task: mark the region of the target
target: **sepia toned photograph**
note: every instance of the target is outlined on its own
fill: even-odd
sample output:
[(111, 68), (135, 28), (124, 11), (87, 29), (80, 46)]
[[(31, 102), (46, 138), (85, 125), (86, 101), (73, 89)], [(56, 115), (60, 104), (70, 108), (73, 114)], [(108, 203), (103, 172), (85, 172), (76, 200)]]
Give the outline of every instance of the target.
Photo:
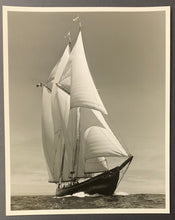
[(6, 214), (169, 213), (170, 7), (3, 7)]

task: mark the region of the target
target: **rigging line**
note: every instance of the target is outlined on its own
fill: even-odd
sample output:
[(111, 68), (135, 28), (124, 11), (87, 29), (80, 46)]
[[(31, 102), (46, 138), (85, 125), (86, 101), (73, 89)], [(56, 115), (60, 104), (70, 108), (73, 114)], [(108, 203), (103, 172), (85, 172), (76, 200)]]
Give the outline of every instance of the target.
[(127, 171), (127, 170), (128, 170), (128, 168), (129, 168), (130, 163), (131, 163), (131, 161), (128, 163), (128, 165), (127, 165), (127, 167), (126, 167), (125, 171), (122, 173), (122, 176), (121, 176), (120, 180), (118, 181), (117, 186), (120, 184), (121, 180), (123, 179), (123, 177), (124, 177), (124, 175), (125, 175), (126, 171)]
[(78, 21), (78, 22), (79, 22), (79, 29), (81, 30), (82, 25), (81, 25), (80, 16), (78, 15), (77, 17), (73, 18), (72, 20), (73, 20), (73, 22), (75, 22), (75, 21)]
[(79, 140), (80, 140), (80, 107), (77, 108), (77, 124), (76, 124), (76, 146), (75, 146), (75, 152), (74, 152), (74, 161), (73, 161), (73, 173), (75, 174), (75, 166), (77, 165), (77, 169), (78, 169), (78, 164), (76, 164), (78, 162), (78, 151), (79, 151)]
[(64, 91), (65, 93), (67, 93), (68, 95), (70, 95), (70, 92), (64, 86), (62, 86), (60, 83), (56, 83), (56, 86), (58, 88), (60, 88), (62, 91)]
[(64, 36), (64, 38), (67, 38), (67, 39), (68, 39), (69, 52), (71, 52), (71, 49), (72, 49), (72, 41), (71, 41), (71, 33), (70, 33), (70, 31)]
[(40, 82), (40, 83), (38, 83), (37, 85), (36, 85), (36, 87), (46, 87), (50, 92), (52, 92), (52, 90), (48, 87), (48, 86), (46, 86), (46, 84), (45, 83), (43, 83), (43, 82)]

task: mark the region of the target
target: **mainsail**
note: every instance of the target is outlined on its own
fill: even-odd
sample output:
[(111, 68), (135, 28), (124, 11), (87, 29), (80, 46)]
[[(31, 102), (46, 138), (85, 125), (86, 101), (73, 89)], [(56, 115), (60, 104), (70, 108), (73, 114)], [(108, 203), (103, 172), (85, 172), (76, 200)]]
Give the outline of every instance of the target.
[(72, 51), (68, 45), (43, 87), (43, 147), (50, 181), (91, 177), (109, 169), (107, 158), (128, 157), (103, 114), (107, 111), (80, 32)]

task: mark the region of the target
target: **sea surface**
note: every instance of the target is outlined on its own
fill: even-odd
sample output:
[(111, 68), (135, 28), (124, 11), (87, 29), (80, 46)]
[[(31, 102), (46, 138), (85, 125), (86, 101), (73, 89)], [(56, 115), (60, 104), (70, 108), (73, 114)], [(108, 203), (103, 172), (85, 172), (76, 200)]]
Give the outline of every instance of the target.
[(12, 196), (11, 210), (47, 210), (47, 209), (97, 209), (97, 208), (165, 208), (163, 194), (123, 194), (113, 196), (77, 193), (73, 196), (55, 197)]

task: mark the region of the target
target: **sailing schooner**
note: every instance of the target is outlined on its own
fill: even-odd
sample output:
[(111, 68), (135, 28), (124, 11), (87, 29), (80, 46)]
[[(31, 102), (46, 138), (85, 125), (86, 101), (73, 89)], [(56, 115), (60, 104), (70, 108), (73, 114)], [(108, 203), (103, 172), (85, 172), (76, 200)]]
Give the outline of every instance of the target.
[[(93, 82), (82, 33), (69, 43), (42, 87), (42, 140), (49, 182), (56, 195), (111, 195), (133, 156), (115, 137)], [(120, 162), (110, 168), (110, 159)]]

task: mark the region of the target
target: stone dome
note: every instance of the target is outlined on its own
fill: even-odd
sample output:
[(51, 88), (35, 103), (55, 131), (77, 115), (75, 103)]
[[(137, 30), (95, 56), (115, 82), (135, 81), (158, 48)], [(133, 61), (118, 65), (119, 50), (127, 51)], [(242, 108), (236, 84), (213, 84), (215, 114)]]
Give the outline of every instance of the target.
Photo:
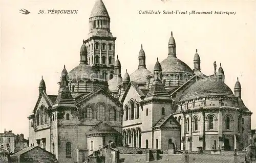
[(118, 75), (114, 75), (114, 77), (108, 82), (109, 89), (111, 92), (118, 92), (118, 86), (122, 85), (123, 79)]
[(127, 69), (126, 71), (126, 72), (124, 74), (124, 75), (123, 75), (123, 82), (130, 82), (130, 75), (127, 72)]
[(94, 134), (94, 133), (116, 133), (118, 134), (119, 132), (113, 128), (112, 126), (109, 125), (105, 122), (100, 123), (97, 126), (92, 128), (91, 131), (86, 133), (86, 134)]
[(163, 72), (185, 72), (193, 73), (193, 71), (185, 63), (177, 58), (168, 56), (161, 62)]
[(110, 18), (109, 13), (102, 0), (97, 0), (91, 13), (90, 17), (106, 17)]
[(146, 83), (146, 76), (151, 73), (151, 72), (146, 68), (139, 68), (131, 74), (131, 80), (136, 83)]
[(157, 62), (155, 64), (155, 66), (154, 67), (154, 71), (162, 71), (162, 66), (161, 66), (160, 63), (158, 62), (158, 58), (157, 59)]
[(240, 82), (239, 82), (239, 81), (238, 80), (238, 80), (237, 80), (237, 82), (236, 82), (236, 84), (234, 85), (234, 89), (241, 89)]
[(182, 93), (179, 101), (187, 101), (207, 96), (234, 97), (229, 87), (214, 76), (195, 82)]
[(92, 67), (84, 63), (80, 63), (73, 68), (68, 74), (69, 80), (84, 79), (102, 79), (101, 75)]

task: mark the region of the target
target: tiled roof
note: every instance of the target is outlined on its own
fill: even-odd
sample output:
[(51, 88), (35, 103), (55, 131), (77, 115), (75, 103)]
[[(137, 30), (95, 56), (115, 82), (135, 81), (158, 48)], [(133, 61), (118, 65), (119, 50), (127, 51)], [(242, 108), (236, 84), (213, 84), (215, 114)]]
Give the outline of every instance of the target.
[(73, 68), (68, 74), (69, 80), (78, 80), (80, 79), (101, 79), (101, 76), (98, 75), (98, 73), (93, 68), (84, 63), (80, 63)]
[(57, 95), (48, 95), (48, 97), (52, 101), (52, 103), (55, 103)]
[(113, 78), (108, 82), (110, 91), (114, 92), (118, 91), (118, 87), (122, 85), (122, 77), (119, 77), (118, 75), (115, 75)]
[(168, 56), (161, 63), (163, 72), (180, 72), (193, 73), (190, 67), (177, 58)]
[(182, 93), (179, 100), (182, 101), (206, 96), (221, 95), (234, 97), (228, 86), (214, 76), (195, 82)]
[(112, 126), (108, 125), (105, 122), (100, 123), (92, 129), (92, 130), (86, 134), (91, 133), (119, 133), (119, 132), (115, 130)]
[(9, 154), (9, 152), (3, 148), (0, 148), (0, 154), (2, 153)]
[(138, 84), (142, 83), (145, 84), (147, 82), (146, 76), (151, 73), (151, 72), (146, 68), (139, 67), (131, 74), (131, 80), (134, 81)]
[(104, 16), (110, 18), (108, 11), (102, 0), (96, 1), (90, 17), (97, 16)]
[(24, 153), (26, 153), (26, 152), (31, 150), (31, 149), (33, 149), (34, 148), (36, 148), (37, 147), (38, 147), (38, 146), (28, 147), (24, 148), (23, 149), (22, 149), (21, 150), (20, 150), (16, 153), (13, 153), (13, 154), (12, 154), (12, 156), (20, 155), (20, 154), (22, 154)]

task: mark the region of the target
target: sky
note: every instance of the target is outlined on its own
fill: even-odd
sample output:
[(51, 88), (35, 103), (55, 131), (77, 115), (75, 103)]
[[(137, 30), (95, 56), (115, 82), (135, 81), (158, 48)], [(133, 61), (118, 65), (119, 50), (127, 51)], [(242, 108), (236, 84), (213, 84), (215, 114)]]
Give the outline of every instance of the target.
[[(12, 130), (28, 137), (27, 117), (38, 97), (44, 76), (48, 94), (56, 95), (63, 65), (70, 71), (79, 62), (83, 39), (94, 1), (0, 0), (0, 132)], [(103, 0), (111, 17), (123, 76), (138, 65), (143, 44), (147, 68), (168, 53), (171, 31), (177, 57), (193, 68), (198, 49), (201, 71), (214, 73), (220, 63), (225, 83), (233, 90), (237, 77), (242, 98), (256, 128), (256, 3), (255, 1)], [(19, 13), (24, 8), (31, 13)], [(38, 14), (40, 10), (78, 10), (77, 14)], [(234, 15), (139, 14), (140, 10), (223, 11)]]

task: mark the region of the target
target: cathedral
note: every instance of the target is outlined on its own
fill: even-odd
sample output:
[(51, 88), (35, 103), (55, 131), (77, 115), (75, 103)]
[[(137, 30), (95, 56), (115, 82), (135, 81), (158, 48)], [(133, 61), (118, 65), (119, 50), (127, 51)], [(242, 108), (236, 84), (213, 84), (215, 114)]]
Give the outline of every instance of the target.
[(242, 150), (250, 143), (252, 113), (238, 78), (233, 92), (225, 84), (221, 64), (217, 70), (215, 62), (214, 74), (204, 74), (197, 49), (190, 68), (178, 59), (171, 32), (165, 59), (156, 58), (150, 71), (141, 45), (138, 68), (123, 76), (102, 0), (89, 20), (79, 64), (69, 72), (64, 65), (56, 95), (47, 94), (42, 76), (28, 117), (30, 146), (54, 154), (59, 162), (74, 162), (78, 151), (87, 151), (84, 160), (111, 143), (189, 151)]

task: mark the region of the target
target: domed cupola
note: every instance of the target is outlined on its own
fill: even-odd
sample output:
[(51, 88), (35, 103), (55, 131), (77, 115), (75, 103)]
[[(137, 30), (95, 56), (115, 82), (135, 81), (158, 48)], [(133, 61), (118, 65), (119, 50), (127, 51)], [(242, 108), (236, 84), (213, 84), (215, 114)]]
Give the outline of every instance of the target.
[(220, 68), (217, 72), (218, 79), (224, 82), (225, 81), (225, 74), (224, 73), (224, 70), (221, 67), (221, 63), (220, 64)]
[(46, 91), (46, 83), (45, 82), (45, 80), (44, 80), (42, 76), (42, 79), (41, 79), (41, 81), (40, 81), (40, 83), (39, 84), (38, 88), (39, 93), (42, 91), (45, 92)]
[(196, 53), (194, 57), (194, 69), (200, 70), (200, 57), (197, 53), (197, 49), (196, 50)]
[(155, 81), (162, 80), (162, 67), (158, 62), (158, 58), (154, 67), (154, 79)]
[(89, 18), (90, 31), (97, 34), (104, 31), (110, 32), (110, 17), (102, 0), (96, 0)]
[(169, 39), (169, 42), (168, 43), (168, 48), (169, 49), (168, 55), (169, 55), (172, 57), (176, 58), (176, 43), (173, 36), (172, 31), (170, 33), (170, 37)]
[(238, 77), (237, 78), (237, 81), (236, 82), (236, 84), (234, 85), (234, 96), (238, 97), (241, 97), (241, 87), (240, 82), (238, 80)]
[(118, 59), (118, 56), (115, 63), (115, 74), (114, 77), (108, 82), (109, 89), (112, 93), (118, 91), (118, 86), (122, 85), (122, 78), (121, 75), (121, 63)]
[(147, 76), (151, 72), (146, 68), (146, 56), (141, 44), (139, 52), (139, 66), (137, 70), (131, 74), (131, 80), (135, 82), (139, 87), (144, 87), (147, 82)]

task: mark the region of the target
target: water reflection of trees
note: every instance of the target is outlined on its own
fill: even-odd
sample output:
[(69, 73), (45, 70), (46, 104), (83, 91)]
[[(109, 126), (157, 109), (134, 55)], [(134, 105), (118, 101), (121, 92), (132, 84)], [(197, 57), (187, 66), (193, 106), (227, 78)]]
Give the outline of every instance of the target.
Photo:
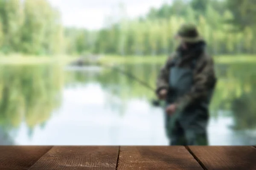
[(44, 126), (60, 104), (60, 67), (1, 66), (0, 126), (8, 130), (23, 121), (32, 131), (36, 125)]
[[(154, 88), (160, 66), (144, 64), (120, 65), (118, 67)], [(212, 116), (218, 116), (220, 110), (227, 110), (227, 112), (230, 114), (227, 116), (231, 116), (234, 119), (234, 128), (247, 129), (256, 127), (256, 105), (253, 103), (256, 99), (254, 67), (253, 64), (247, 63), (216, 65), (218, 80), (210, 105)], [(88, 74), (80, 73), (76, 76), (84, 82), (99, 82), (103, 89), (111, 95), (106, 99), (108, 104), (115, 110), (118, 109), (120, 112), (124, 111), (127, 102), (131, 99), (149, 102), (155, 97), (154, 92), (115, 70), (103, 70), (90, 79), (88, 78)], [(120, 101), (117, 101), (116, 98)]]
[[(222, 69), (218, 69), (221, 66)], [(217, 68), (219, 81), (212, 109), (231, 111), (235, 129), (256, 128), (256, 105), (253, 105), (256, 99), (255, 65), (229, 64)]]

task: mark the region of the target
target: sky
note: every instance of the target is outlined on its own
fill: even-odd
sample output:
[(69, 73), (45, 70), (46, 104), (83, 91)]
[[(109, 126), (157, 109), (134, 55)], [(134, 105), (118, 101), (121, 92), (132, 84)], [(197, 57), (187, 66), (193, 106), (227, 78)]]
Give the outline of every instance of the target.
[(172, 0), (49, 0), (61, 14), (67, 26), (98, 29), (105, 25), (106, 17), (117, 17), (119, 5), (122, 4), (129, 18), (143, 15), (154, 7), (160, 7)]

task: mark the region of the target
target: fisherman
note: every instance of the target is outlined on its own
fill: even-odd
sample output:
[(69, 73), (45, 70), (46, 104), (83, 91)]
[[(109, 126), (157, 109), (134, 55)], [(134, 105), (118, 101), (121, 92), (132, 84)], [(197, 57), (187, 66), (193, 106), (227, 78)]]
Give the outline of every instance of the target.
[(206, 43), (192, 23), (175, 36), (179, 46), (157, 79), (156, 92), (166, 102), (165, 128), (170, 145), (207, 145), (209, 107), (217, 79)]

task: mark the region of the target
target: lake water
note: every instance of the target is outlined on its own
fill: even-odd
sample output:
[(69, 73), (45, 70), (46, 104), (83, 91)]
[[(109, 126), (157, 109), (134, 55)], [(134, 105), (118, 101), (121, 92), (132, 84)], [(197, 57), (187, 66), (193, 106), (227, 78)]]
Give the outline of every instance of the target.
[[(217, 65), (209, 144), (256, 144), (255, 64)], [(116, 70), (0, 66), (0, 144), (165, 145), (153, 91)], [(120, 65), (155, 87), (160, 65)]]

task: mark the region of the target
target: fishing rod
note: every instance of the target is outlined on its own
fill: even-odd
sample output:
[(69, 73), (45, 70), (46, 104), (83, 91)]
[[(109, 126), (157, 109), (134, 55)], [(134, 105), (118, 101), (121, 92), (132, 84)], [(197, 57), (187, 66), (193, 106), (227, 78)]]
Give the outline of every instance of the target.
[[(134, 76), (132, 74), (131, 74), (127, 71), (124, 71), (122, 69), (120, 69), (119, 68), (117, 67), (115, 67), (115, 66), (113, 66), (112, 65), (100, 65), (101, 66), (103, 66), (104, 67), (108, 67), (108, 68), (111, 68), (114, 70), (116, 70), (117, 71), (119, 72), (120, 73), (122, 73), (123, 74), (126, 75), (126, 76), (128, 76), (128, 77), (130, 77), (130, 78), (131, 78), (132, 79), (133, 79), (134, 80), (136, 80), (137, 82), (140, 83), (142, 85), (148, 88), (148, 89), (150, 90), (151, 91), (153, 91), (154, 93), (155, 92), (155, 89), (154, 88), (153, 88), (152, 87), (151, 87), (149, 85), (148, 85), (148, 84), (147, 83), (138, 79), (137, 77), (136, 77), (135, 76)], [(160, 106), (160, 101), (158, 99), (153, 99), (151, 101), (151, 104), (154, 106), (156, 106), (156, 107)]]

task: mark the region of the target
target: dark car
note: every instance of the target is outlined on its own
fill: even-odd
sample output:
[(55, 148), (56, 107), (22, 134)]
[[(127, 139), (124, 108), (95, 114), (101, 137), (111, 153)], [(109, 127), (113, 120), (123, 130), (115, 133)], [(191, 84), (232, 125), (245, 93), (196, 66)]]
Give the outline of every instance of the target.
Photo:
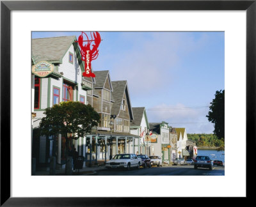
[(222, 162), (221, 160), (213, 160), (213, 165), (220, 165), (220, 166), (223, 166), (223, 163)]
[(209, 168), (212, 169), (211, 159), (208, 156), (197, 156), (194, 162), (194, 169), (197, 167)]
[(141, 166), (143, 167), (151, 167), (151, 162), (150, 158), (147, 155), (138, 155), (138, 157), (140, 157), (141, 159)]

* [Stated task] Copy out the records again from their first line through the line that holds "[(6, 214), (169, 213), (170, 7), (3, 7)]", including that line. Leave the pictures out.

* [Solution]
task: mark the region of the target
target: **sepia toned photograph**
note: every instance of the target is outlined on its own
fill: even-odd
sample output:
[(111, 68), (135, 28), (124, 11), (87, 29), (80, 46)]
[[(31, 102), (46, 138), (85, 125), (86, 101), (73, 89)], [(56, 115), (60, 104), (70, 108), (73, 114)], [(108, 203), (103, 172), (85, 172), (76, 200)]]
Give the outline of every instance of the target.
Photo:
[(6, 214), (169, 213), (170, 7), (3, 7)]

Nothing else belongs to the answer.